▸ **TASKS AND EXERCISES**:
1. In the passage about Trower J's ruling on the Columbus meeting, which dates does Sch 14 para 2(1) give for the start and end of the "relevant period"?
2. Extend the passage about Trower J's ruling on the Columbus meeting, starting after its final sentence.

BEGIN TEXT BLOCK

At the sanction hearing, Trower J was alert to the possibility that it might be said that the Meeting Arrangements did not give rise to a “meeting” under the older authorities he had discussed in Re Castle Direct Trust. However, he was ultimately satisfied that the provisions of CIGA 2020 meant that, nonetheless, there was a valid “meeting” of a class of Columbus’ members for the purposes of Part 26 CA 2005.
The judge noted that Schedule 14 of CIGA 2020 makes provision for the meetings of “qualifying bodies” held during the “relevant period”. As to this:
– He was satisfied that Columbus was a qualifying body under Sch 14 para 1(g) (since it was a “company” within the meaning of section 1(1) CA 2006).
– He noted that the “relevant period” is defined in Sch 14 para 2(1) as beginning with 26 March 2020 and ending with 30 September 2020.
– He further noted that Sch 14 para 3(2)(b) provides that the rules in para 3 apply to a “meeting of any class of members of a qualifying body”. Para 3 goes on to provide that where such a meeting is held during the relevant period:
– The meeting need not be held at any particular place;
– The meeting may be held, and any votes may be permitted to be cast, by electronic means or any other means;
– The meeting may be held without any number of those participating in the meeting being together at the same place; and
– A member of the qualifying body “does not have a right (a) to attend the meeting in person, (b) to participate in the meeting other than by voting, or (c) to vote by particular means”.
Given this, Trower J was satisfied that CIGA 2020 meant that what had occurred in connection with this Scheme was indeed a “meeting” for the purposes of Part 26.

END TEXT BLOCK
BEGIN GIVEN MATERIAL

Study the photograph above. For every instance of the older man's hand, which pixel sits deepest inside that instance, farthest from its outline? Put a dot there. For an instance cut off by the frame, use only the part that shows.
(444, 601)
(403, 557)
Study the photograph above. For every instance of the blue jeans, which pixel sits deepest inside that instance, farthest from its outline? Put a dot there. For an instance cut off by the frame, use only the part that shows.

END GIVEN MATERIAL

▸ **ANSWERS IN ORDER**:
1. It begins with 26 March 2020 and ends with 30 September 2020.

2.
Trower J noted that there was no equivalent protection for creditors, and observed that the principles in Re Castle Direct Trust will continue to apply in that context. However, although conscious that it may appear odd to have divergent treatment of members and creditors, he suggested that this was simply the consequence of how the emergency legislation had been enacted. He also considered that even with the provisions of CIGA 2020 in place, it will still be necessary (i) for the court convening the meeting to give directions enabling the statutory purpose of Part 26 to be fulfilled, and (ii) for whatever is directed to take place to otherwise constitute a “meeting” in its essential incidents.
Where a company adopts an approach like that taken in this Scheme, the judge indicated that it will be particularly important to explain to the court how steps have been taken to ensure that full information has been provided to the scheme shareholders. In this case, that requirement was met by provision of a detailed explanatory circular, a further Q&A document, video interviews with key figures in the company, and further attempts to engage the shareholders via third party agencies. In the circumstances, the turnout for the court convened meeting was considerably higher than the turnout for previous annual general meetings, and the Scheme was overwhelmingly supported by the scheme shareholders voting.
It is anticipated that a transcript of the full judgment of Trower J, expressing the judge’s considered views, will be available in due course. A Westlaw summary is available here
The court’s approach will be welcome news to those designing members’ schemes of arrangement under Part 26 during the Covid-19 pandemic. Even in light of this judgment, however, it will remain prudent for companies to put in place provisions to enable consultation to take place among shareholders at the court convened meeting (whether in line with Re Castle Direct Trust or otherwise). This will both help to satisfy the court that a “meeting” has indeed taken place (thereby addressing this jurisdictional requirement), and will also help to persuade the court to exercise its residual discretion to sanction the scheme.
Matthew Parfitt and Philip Morrison acted for Columbus Energy Resources Plc.